begin Entries

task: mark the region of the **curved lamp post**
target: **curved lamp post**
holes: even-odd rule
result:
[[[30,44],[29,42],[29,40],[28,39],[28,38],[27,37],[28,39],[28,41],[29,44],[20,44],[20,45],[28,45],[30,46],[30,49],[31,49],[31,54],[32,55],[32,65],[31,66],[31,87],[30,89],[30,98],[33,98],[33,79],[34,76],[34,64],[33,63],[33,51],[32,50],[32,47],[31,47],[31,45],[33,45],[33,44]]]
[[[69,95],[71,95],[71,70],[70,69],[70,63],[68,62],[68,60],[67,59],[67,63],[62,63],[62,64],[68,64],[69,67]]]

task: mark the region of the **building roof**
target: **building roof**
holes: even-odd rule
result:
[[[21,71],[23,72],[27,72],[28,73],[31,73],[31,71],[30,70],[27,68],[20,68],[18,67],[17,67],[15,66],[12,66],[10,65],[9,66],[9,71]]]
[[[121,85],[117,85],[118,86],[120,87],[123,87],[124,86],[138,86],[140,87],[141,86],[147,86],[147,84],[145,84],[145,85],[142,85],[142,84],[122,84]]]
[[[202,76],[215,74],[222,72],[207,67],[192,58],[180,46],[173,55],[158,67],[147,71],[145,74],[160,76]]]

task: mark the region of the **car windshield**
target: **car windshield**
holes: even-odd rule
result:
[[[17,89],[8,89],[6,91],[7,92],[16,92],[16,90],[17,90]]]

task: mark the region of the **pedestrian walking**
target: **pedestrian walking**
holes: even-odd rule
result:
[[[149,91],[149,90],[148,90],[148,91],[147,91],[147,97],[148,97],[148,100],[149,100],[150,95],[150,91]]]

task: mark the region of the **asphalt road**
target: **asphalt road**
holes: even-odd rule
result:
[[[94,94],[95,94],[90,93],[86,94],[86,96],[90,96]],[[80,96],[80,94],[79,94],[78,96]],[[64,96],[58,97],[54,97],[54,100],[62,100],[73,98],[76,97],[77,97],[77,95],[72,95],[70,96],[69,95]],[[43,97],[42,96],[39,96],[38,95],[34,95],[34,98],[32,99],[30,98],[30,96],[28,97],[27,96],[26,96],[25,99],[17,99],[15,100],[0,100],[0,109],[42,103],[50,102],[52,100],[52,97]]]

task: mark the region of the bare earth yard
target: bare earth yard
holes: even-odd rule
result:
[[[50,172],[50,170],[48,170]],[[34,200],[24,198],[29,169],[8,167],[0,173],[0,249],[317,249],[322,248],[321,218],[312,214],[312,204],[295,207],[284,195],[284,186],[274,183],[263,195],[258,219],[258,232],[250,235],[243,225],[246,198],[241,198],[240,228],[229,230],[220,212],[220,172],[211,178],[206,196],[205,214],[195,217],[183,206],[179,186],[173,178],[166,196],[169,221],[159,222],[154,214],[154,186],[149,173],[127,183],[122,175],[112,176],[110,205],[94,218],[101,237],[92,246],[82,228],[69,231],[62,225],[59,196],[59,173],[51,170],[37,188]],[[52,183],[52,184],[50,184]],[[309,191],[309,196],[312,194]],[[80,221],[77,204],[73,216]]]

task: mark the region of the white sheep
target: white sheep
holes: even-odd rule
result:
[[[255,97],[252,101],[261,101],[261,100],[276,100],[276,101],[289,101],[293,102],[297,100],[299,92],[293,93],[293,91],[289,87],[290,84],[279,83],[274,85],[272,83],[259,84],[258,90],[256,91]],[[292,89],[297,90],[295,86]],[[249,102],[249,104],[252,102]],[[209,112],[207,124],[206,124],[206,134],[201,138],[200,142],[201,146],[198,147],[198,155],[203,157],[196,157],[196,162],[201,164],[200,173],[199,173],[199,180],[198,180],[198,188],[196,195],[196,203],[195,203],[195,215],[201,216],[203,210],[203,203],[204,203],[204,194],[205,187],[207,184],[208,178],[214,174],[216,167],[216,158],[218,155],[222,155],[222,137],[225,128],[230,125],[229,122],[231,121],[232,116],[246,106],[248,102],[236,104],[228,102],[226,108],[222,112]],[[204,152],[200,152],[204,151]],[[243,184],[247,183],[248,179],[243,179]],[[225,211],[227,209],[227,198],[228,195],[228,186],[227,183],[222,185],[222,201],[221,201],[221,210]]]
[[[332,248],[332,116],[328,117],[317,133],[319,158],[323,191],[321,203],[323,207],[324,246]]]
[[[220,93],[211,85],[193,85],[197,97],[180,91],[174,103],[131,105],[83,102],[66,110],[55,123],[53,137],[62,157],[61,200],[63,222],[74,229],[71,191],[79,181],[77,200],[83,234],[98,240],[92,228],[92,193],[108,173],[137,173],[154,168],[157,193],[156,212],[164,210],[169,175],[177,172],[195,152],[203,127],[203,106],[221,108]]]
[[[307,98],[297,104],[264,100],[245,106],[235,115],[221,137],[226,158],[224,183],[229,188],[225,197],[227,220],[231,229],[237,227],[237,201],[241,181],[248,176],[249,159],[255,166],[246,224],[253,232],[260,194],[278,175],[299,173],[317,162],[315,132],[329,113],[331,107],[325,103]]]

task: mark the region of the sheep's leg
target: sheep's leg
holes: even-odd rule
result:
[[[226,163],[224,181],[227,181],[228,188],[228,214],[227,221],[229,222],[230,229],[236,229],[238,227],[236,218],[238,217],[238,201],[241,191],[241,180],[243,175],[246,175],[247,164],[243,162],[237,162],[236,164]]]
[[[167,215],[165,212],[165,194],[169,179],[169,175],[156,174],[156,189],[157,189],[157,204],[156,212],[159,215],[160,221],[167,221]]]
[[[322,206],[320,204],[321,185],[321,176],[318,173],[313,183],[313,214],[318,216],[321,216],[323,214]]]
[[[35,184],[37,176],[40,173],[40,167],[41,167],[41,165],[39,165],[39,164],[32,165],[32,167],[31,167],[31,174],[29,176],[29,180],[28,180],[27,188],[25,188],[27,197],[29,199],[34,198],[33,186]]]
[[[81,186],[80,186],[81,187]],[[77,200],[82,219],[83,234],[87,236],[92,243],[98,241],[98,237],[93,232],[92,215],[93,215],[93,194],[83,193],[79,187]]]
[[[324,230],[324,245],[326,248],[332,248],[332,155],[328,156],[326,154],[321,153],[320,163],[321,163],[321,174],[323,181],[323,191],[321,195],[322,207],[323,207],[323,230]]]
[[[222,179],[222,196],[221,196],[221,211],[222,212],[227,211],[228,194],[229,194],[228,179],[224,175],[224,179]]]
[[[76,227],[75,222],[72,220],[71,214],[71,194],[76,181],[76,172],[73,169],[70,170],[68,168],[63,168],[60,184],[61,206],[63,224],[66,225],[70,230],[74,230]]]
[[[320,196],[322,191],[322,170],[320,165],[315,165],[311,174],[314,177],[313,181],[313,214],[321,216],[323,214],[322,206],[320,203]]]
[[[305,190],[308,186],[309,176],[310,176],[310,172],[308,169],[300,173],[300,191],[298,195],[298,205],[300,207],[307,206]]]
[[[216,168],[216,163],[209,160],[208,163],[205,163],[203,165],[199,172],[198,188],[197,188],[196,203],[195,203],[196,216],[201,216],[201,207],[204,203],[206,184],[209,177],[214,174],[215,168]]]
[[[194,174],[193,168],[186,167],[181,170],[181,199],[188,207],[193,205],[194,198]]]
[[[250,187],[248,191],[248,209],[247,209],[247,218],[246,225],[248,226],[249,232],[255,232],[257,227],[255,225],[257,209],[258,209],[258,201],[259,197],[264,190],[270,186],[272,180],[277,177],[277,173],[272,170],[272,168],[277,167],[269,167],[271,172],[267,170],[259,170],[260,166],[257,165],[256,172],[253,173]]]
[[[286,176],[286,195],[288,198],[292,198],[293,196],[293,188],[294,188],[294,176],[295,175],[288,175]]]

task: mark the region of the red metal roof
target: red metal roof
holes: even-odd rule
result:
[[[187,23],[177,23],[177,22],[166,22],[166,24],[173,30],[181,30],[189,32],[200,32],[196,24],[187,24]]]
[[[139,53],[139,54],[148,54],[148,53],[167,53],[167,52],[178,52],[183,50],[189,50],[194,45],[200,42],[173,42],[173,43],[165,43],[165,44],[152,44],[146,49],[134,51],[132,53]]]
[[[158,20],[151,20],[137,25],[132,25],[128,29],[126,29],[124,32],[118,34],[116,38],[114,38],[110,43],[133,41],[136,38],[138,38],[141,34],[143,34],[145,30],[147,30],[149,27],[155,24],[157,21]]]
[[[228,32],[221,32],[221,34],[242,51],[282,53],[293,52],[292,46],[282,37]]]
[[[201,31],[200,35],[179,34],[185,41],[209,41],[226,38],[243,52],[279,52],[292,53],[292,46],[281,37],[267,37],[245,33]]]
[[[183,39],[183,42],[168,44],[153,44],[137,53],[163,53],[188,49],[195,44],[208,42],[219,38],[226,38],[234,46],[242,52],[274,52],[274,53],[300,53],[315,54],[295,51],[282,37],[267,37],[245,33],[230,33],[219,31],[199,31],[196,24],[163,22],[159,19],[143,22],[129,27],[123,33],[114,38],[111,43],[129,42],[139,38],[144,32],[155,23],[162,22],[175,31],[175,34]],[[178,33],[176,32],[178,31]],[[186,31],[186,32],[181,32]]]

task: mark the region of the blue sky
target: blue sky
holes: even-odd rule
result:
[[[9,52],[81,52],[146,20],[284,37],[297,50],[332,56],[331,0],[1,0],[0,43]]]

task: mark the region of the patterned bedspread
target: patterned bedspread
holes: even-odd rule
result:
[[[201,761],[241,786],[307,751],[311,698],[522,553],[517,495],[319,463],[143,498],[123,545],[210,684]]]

end Entries

■ **Exercise aim**:
Your task is to reproduce, exactly and exclusively, the lines from the one holding "task: mark the region of the red metal roof" through the final line of the listing.

■ **Result of the task**:
task: mark the region of the red metal roof
target: red metal roof
holes: even-odd rule
result:
[[[187,23],[177,23],[177,22],[166,22],[166,24],[173,30],[181,30],[189,32],[200,32],[196,24],[187,24]]]
[[[139,53],[139,54],[148,54],[148,53],[167,53],[167,52],[178,52],[183,50],[189,50],[194,45],[200,42],[173,42],[173,43],[165,43],[165,44],[152,44],[146,49],[134,51],[132,53]]]
[[[158,20],[151,20],[137,25],[132,25],[128,29],[126,29],[124,32],[118,34],[116,38],[114,38],[110,43],[133,41],[136,38],[138,38],[141,34],[143,34],[145,30],[147,30],[149,27],[155,24],[157,21]]]
[[[228,32],[221,32],[221,34],[242,51],[282,53],[293,52],[292,46],[282,37]]]
[[[201,31],[200,35],[179,34],[185,41],[209,41],[226,38],[243,52],[279,52],[292,53],[292,46],[281,37],[267,37],[245,33]]]
[[[183,39],[183,42],[168,44],[153,44],[137,53],[163,53],[188,49],[195,44],[208,42],[219,38],[226,38],[234,46],[242,52],[274,52],[274,53],[300,53],[315,54],[295,51],[282,37],[267,37],[245,33],[230,33],[219,31],[199,31],[196,24],[163,22],[159,19],[143,22],[129,27],[123,33],[114,38],[111,43],[129,42],[139,38],[144,32],[155,23],[162,22],[175,31],[175,34]],[[178,33],[176,32],[178,31]],[[186,31],[186,32],[181,32]]]

task: mark the region of the blue sky
target: blue sky
holes: even-odd rule
result:
[[[9,52],[81,52],[146,20],[284,37],[297,50],[332,56],[331,0],[1,0],[0,43]]]

task: mark the region of the patterned bedspread
target: patterned bedspread
holes: even-odd rule
result:
[[[201,761],[241,786],[307,751],[311,698],[522,553],[517,495],[319,463],[143,498],[123,545],[210,684]]]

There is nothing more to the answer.